**Work to be completed:** How many lines in the items below contain the word "User"? Reply with the number alone.

**Stored data entries:**
+++
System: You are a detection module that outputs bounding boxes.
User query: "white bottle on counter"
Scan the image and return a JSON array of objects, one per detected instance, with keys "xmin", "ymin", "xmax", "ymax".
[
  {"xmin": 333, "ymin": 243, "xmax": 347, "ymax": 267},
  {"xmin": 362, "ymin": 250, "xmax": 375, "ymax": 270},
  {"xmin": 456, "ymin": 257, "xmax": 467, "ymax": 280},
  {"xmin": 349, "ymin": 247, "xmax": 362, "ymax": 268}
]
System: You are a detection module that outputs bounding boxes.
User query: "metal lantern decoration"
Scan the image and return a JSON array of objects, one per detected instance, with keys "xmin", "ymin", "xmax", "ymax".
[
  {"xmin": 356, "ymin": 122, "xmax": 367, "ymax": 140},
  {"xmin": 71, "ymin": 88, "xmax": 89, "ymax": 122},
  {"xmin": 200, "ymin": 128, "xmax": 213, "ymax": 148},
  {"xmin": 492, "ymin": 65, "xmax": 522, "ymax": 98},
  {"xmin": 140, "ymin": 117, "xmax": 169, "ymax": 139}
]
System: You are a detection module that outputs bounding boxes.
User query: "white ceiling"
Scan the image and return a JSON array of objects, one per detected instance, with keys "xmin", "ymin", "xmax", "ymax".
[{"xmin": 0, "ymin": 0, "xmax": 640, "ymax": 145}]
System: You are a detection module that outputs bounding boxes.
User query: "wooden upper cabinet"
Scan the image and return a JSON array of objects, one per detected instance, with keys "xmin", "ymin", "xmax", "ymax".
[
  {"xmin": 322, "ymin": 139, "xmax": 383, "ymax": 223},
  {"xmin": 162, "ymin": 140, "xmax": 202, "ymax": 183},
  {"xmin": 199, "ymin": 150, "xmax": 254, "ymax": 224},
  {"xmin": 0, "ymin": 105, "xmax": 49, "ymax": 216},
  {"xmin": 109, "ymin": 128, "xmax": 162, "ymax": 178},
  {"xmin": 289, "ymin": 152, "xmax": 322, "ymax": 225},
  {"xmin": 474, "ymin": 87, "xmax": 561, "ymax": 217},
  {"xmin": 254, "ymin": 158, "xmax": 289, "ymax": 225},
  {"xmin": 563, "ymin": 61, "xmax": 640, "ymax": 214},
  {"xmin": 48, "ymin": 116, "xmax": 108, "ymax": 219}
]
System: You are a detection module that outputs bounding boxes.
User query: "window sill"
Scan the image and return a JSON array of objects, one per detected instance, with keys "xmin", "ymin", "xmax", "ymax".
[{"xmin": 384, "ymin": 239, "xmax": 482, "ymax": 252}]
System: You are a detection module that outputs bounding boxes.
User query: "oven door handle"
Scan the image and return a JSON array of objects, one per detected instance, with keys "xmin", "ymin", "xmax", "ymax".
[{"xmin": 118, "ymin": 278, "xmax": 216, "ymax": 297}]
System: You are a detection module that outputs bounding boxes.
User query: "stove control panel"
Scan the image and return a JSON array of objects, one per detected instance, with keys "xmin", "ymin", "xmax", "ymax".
+++
**Full output:** 7